/---

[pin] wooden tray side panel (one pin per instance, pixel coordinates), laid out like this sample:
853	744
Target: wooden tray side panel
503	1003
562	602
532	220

\---

TASK PROMPT:
Retype all of the material exactly as it stands above.

ANSWER TO THIS TASK:
[pin] wooden tray side panel (one pin per instance, pixel coordinates), laid out like this sample:
853	744
Target: wooden tray side panel
503	1003
562	602
532	220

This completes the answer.